▶ **About this exercise**
Transcribe the data in full; each line must match exactly.

▶ **Records shown**
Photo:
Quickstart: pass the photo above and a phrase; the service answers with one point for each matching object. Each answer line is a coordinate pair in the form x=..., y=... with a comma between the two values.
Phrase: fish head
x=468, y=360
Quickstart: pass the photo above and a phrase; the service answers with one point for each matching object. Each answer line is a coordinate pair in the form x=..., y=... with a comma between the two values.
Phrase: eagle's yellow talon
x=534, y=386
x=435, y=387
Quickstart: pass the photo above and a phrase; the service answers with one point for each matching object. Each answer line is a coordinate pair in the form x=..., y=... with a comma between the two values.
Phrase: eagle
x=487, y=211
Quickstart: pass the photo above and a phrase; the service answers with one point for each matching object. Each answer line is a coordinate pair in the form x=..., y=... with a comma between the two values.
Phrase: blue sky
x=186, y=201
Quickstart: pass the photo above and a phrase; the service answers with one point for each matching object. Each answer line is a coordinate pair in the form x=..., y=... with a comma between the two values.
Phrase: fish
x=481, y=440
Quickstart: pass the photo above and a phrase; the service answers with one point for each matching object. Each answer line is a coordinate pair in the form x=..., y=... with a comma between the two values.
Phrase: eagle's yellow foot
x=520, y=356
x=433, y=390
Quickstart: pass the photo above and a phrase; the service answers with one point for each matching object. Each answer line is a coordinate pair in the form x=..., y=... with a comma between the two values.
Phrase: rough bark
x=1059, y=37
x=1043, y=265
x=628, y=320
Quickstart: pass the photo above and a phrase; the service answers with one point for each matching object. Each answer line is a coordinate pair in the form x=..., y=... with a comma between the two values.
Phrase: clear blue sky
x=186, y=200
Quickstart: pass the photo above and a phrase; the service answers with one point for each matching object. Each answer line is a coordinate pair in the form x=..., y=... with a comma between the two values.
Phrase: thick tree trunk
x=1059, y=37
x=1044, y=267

▶ **Output for this task**
Photo:
Quickstart: pass the photo above and a phrase; the service answers with one point for each matching object. Each answer line is a coordinate pair in the form x=..., y=... with a comma between the two values.
Phrase: fish head
x=468, y=360
Quickstart: pass the photo above and a phrase; the service answers with one point for each matching object. Each answer line is a coordinate pair in the form x=..., y=... with a comma between the two values.
Phrase: eagle's yellow talon
x=534, y=386
x=435, y=387
Quickstart: pass the photo above and a phrase; the service answers with one point for each matching object. Each answer line is a coordinate pair in the form x=..., y=... with a comma between the two values.
Phrase: eagle
x=487, y=211
Quickstart: pass the photo above and a phrase; the service answers with one point for each matching object. Each answer line is a coordinate pair in the form x=..., y=... with a comma between the two values.
Phrase: blue sky
x=186, y=201
Quickstart: pass the photo above and a phrase; the service answers with one point for each matching object. Each answer line is a coordinate pair in the form x=..., y=... with a comma between the two values.
Phrase: fish
x=481, y=440
Quickstart: pass the photo above and a phrase; the service answers with one point for each matching object. Each answer line is a coordinate pair in the form x=..., y=... with a comma between the two values.
Phrase: eagle's yellow foot
x=520, y=356
x=433, y=390
Quickstart: pass the photo above and a phrase; the service answers with one point for each matching object. Each answer line is a coordinate pair in the form x=..., y=... with a comma between the two values.
Phrase: rough bark
x=1059, y=37
x=1043, y=265
x=628, y=320
Quickstart: pass the photo above and a phrase; the service answers with one point for each matching object. Each answer line is a coordinate pair in the form x=..., y=... with a comma between the two values.
Phrase: clear blue sky
x=186, y=200
Quickstart: pass the photo above and a phrase; the service answers with one point for each matching object. Each answer line is a coordinate pair in the form x=..., y=... with a comma between the two values.
Phrase: thick tree trunk
x=1059, y=37
x=1044, y=267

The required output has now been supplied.